“CDC Tells Fertile Women: Don’t Drink At All”

“Women of childbearing age should avoid alcohol unless they’re using contraception, federal health officials said Tuesday, in a move to reduce the number of babies born with fetal alcohol syndrome.” [Liz Szabo/USA Today (“CDC: Young women should avoid alcohol unless using birth control”), Tracy Clark-Flory/Vocativ (with headline above)]

Rebecca Kukla, professor at the Kennedy School of Ethics, had the following comment, quoted in the Vocativ piece:

We don’t tell pregnant women not to drive cars, even though we are much more certain that there’s a nonzero risk to their fetuses from each car ride than from each drink. The ideal of zero risk is both impossible to meet and completely paralyzing to try to meet. The idea that the pleasures and routines that make up women’s days are mere luxuries that are not worth any risk whatsoever is patronizing and sexist, and it would also turn their lives into complete hell if really taken to its conclusion. It also imposes a much higher risk reduction bar on pregnant women than on parents of small children, for no apparent reason.

We have had numerous occasions over the years to remark on the direction in which Obama appointee Thomas Frieden has taken the Centers for Disease Control.

More: Alexandra Petri, Washington Post (CDC’s warning “incredibly condescending”).


  • The part of the chart that bothered me the most is the part of the poster advising women of the dangers of alcohol in general, like cancer, violence and heart disease. No poster for men’s drinking habits I presume, and the fact that it would affect their health and make them more likely to engage in violence or rape.

  • Sounds like a great idea, especially for college students. With OTC birth control and sales of spirits, wines and beer, WalGreens may be this generation’s hook up place. After the Dear Colleague letters, and Rolling Stone and Gang of 88 outrage at frat parties, students need to identify off campus places. Animal House 2, The Next Generation, can be filmed in the Nutritional Supplements aisle.

  • Better advice might be “drink in moderation and eat your nutrients.” as Fetal Alcohol Syndrome (and its lesser cousin, Fetal Alcohol Effect) might result from alcohol’s depletion of key nutrients, esp Vit A, folate, and choline.

§ **Recorded information**

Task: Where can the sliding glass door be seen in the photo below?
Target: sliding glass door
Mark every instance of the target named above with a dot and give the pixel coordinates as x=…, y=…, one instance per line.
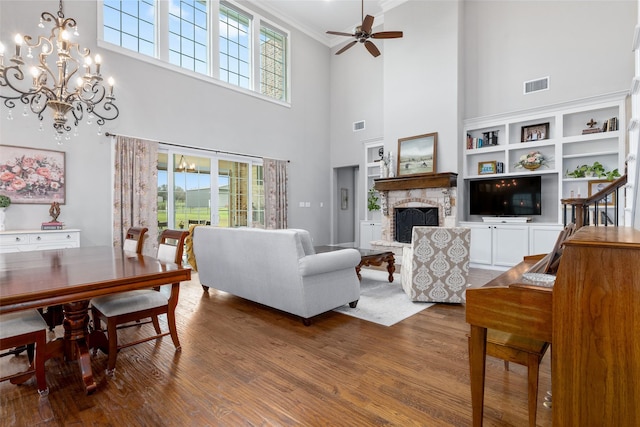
x=205, y=188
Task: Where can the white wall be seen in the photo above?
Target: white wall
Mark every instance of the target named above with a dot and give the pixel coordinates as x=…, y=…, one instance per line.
x=160, y=104
x=464, y=59
x=583, y=46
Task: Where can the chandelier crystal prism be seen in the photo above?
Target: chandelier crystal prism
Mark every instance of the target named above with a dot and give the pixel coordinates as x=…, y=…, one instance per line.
x=64, y=77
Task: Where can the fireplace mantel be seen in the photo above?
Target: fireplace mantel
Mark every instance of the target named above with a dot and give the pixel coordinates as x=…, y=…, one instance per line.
x=433, y=180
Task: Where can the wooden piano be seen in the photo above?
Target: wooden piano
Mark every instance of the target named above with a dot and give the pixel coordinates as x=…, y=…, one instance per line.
x=591, y=317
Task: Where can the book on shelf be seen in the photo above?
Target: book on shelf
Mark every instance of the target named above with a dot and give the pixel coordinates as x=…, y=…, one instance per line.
x=591, y=130
x=610, y=125
x=52, y=225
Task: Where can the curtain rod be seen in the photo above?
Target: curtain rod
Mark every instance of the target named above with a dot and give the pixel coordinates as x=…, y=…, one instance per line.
x=109, y=134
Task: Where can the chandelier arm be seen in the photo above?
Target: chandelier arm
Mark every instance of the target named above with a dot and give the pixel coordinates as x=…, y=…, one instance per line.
x=78, y=113
x=49, y=88
x=109, y=107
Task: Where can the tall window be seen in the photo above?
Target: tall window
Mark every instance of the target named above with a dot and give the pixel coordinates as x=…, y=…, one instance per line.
x=130, y=24
x=188, y=34
x=188, y=195
x=235, y=52
x=273, y=56
x=250, y=53
x=257, y=195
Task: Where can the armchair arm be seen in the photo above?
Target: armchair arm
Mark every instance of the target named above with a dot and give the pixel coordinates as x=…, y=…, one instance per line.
x=328, y=261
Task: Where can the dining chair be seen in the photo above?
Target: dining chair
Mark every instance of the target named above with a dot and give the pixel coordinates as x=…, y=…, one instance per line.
x=134, y=239
x=26, y=328
x=118, y=310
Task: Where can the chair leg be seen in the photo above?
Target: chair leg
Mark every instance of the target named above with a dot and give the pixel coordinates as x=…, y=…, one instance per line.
x=30, y=352
x=40, y=357
x=533, y=373
x=156, y=324
x=113, y=345
x=171, y=320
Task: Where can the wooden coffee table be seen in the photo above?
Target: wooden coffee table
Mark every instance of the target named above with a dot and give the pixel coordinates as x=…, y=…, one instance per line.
x=368, y=257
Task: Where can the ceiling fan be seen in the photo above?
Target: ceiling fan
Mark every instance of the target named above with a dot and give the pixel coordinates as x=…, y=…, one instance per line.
x=363, y=34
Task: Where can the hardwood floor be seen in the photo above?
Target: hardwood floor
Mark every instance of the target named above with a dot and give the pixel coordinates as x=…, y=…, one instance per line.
x=245, y=364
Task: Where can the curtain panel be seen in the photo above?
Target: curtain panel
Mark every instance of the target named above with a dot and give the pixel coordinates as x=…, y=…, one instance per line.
x=135, y=201
x=276, y=183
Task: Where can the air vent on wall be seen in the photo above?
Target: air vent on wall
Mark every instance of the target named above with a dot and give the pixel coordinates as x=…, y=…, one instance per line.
x=536, y=85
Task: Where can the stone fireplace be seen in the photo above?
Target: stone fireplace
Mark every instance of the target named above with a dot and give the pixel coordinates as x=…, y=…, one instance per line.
x=434, y=193
x=404, y=219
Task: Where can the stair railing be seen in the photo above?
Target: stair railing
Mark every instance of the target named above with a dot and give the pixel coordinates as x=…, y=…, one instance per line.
x=600, y=207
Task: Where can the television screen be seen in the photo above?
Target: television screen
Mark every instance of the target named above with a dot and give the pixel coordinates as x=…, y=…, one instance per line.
x=506, y=196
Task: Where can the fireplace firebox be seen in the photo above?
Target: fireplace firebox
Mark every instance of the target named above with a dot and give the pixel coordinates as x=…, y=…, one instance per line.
x=406, y=218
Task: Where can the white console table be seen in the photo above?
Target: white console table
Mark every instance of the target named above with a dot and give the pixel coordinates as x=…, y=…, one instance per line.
x=35, y=240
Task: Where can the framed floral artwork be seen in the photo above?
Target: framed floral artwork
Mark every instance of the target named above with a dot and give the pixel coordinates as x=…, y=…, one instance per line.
x=32, y=175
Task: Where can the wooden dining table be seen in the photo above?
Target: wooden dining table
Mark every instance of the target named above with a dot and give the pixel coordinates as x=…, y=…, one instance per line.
x=71, y=277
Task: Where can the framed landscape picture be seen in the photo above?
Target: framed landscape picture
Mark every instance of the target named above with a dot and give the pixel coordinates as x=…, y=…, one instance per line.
x=417, y=154
x=535, y=132
x=32, y=175
x=485, y=168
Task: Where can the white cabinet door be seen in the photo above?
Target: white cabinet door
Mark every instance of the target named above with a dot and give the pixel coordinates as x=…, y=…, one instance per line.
x=481, y=244
x=510, y=244
x=35, y=240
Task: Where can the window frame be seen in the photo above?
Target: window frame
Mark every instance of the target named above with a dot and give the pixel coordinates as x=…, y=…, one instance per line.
x=161, y=56
x=214, y=157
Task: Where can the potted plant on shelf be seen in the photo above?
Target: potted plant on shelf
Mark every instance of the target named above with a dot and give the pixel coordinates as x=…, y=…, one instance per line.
x=5, y=201
x=595, y=170
x=372, y=200
x=532, y=160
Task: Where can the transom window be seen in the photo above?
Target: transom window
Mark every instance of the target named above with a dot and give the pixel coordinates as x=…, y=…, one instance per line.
x=250, y=53
x=189, y=34
x=235, y=43
x=130, y=24
x=273, y=63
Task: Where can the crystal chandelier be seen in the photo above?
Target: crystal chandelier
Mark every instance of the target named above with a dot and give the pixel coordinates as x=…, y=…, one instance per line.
x=64, y=78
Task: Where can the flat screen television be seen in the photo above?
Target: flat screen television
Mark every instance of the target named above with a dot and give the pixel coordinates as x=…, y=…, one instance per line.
x=514, y=196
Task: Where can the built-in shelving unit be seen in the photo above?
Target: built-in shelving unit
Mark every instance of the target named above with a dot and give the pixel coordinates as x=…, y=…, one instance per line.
x=370, y=227
x=567, y=144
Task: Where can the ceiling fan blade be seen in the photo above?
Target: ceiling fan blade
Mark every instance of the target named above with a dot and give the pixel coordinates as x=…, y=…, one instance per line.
x=347, y=46
x=373, y=50
x=367, y=23
x=387, y=35
x=338, y=33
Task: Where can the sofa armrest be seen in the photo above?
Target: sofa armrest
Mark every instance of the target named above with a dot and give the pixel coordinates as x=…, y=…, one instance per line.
x=328, y=261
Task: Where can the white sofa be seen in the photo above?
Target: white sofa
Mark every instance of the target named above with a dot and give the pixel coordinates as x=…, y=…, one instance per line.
x=277, y=268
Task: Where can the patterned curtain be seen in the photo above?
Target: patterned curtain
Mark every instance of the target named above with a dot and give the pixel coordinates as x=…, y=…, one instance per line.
x=275, y=191
x=135, y=191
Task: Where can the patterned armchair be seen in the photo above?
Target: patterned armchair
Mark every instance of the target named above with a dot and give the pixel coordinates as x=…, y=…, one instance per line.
x=436, y=265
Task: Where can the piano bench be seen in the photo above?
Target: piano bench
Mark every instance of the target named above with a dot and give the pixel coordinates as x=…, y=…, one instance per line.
x=523, y=351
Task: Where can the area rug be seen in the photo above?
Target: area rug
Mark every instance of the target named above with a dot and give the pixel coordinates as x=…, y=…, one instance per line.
x=382, y=302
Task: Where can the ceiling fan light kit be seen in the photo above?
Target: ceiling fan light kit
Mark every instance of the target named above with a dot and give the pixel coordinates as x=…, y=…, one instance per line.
x=363, y=33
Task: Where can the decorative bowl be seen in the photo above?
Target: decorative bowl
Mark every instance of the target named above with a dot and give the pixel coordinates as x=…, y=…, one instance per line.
x=540, y=279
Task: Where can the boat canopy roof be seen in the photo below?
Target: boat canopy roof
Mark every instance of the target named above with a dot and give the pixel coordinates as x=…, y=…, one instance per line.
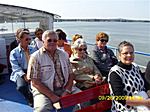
x=10, y=13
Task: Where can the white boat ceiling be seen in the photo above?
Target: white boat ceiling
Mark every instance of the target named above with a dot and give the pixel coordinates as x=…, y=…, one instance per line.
x=9, y=13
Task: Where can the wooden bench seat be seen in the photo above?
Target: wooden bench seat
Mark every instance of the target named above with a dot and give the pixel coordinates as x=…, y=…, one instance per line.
x=87, y=95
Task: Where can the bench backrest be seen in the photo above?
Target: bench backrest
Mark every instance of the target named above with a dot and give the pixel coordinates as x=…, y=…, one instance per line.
x=84, y=96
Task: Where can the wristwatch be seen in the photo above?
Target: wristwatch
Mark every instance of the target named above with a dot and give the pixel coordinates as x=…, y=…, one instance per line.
x=68, y=91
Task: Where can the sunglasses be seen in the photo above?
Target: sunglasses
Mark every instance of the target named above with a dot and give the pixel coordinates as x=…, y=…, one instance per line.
x=39, y=33
x=103, y=40
x=27, y=39
x=82, y=49
x=52, y=40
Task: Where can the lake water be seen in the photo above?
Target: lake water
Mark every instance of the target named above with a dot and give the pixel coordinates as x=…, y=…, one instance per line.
x=137, y=33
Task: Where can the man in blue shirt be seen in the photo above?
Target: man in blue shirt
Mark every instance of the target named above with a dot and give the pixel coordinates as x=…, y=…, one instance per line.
x=19, y=58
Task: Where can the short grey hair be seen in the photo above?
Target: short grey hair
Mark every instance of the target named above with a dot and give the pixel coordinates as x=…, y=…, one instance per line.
x=48, y=33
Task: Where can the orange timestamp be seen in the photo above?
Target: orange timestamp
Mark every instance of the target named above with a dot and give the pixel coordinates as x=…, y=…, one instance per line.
x=108, y=97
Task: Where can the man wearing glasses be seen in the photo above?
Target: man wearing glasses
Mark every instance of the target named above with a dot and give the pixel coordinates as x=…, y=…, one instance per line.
x=37, y=42
x=50, y=73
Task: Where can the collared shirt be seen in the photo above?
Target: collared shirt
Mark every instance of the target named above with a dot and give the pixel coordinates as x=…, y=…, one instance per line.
x=59, y=78
x=19, y=61
x=42, y=67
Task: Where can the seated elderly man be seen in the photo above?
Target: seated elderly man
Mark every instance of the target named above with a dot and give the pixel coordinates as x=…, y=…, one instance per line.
x=19, y=58
x=50, y=73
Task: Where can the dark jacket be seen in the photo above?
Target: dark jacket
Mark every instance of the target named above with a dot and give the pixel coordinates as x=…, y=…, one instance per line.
x=104, y=59
x=13, y=45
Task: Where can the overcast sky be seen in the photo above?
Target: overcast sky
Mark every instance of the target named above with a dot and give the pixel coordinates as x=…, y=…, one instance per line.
x=128, y=9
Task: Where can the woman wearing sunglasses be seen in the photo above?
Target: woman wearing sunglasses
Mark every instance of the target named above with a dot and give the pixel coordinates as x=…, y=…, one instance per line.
x=104, y=57
x=127, y=83
x=86, y=73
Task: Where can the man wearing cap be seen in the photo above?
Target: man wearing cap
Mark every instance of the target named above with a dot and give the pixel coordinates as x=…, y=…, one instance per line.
x=19, y=58
x=50, y=73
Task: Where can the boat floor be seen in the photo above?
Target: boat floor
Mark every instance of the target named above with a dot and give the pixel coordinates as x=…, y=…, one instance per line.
x=10, y=99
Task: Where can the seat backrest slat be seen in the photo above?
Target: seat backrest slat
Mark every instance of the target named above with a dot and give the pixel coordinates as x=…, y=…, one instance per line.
x=84, y=96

§ **Problems to work on**
[a] Answer these from the post about the CDC's alcohol warning:
(i) Under what condition do federal health officials say women of childbearing age may drink?
(ii) Where is Rebecca Kukla a professor?
(iii) Who called the CDC's warning "incredibly condescending"?
[b] Edit the post about the CDC's alcohol warning: write out the passage starting at "We don’t tell" and ending at "for Disease Control.", with "pregnant women" replaced by "expectant mothers" wherever it occurs.
[c] Continue the post about the CDC's alcohol warning after its last sentence.

§ **Answers below**
[a]
(i) Only if they are using contraception.
(ii) The Kennedy School of Ethics.
(iii) Alexandra Petri, in the Washington Post.

[b]
We don’t tell expectant mothers not to drive cars, even though we are much more certain that there’s a nonzero risk to their fetuses from each car ride than from each drink. The ideal of zero risk is both impossible to meet and completely paralyzing to try to meet. The idea that the pleasures and routines that make up women’s days are mere luxuries that are not worth any risk whatsoever is patronizing and sexist, and it would also turn their lives into complete hell if really taken to its conclusion. It also imposes a much higher risk reduction bar on expectant mothers than on parents of small children, for no apparent reason.

We have had numerous occasions over the years to remark on the direction in which Obama appointee Thomas Frieden has taken the Centers for Disease Control.

[c]
    e.g. http://www.ncbi.nlm.nih.gov/pubmed/22285196

    …a study by Thomas et al. in 2009 found that nutritional supplementation with choline in rats exposed to ethanol in utero almost completely mitigated the degenerative effects of ethanol on development and behaviour

    Be nice if research funds were devoted less to garbage studies of all kinds and more to work in areas such as this.

  • The Slate article is very misleading. There is a serious risk associated with drinking while pregnant.

  • For cruelty and stupidity, this is negligible compared to the call by the Colombian and El Salvador governments for women to abstain from sex until Zika is defeated. A more reasonable suggestion would be to use birth control, but birth control is systematically obstructed by conservative Catholic politicians in these countries.

  • This sounds like that thing where OSHA said that kids should wear helmets when mowing the lawn. You ask a bureaucrat “how can I be safe”, and they’re gonna tell you; if it seems extreme, well, you aren’t asking “how can I be sort-of safe but still comfortable without actually doing a whole lot”, you’re just asking “how can I be safe”. Be more specific…or maybe just don’t ask.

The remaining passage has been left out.